Подхватите приведённый ниже ноутбук об инференсе базовой и обученной модели и продолжите его, начиная сразу после последней показанной строки.

ИСХОДНЫЙ ДОКУМЕНТ:

━━━━━━━━━━━━━━━━━━━━━━━━━━━━━━

Запустим инференс базовой и обученной модели, чтобы позже оценить результаты в ноутбуке eval.ipynb. Также напишем функцию инференса, чтобы можно было задавать модели любые вопросы

In [2]:
from google.colab import drive
drive.mount('/content/drive/')

Mounted at /content/drive/


In [3]:
import pandas as pd

df = pd.read_csv('/content/drive/MyDrive/Генерация в NLP/hw_task_2/data/house_answers.csv')
df = df[['line', 'response']].rename(columns={'line': 'instruction', 'response': 'output'})

# Базовая модель

In [None]:
%%capture
!pip install bitsandbytes

In [None]:
from transformers import AutoTokenizer, AutoModelForCausalLM, TrainingArguments, Trainer, DataCollatorForLanguageModeling
from peft import prepare_model_for_kbit_training, LoraConfig, get_peft_model
import torch

# Загружаем токенизатор и модель
model_name = "Qwen/Qwen2.5-0.5B-Instruct"

━━━━━━━━━━━━━━━━━━━━━━━━━━━━━━

ИЗВЛЕЧЁННЫЕ ДАННЫЕ:
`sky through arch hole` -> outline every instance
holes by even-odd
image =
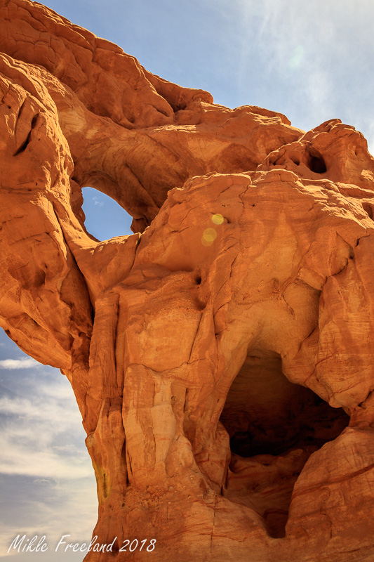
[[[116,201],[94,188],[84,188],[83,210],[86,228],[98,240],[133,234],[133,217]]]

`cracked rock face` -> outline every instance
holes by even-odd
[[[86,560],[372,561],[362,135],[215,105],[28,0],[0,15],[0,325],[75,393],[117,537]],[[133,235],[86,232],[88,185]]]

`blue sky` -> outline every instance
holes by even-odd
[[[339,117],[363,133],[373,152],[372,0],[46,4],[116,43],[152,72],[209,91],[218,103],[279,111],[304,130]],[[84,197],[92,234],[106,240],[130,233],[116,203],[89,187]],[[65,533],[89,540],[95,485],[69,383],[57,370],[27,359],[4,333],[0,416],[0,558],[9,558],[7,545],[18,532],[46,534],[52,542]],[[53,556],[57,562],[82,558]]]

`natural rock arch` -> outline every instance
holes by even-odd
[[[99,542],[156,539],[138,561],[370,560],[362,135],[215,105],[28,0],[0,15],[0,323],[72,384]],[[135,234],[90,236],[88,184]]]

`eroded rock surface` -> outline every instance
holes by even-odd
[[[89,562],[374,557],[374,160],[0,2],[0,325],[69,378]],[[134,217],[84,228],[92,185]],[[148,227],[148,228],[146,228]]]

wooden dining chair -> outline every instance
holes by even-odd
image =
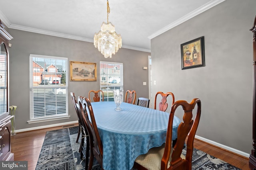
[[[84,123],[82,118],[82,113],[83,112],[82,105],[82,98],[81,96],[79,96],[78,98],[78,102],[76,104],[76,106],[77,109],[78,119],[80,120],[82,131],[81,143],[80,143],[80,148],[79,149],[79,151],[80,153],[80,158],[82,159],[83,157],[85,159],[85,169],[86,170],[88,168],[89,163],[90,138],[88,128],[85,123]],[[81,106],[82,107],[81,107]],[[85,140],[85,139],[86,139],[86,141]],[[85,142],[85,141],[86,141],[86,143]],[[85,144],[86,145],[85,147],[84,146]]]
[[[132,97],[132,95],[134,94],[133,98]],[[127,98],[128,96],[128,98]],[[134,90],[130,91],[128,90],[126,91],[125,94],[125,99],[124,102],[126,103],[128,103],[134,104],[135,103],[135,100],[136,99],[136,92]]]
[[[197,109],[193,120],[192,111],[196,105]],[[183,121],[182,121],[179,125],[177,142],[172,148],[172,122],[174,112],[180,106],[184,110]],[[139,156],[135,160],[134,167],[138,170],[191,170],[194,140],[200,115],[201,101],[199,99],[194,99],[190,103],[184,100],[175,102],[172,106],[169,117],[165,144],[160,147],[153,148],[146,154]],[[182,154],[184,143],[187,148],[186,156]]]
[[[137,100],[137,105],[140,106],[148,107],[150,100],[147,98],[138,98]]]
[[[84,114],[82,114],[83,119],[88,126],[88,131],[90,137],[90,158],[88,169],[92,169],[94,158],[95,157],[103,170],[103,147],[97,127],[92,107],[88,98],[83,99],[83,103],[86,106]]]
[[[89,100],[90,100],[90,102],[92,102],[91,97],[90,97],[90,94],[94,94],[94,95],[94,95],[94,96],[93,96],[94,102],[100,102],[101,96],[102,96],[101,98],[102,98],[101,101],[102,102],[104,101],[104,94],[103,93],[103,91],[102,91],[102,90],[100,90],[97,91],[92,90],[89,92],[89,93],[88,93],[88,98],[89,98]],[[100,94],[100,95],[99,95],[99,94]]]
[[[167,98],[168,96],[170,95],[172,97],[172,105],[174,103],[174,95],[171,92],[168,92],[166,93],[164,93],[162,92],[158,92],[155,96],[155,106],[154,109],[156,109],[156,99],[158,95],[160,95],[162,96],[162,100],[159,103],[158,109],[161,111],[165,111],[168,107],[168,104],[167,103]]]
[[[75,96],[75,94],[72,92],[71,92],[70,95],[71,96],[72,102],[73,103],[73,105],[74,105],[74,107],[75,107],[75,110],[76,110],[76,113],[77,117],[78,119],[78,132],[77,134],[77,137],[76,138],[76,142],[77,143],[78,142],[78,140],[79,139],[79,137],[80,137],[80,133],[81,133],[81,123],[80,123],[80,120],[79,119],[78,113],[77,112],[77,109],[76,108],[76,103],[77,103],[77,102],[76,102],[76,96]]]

━━━━━━━━━━━━━━━━━━━━━━━━━━━━━━

ОТВЕТ К ЗАДАНИЮ:
tokenizer = AutoTokenizer.from_pretrained(model_name, use_fast=True)
# tokenizer.pad_token = tokenizer.eos_token  # LLaMA не имеет pad_token по умолчанию

model = AutoModelForCausalLM.from_pretrained(
    model_name,
    load_in_4bit=True,
    device_map="auto",
    torch_dtype=torch.float16
)

# 3. Готовим модель к дообучению с LoRA
model = prepare_model_for_kbit_training(model)

lora_config = LoraConfig(
    r=8,
    lora_alpha=16,
    target_modules=["q_proj", "v_proj", "k_proj", "o_proj"],
    lora_dropout=0.05,
    bias="none",
    task_type="CAUSAL_LM"
)

model = get_peft_model(model, lora_config)

In [None]:
# def get_model_answer(prompt):
#     messages = [
#         {"role": "system", "content": "Answer like Dr.House"},
#         {"role": "user", "content": prompt}
#     ]
#     text = tokenizer.apply_chat_template(
#         messages,
#         tokenize=False,
#         add_generation_prompt=True
#     )
#     model_inputs = tokenizer([text], return_tensors="pt").to(model.device)

#     generated_ids = model.generate(
#         **model_inputs,
#         max_new_tokens=32
#     )
#     generated_ids = [
#         output_ids[len(input_ids):] for input_ids, output_ids in zip(model_inputs.input_ids, generated_ids)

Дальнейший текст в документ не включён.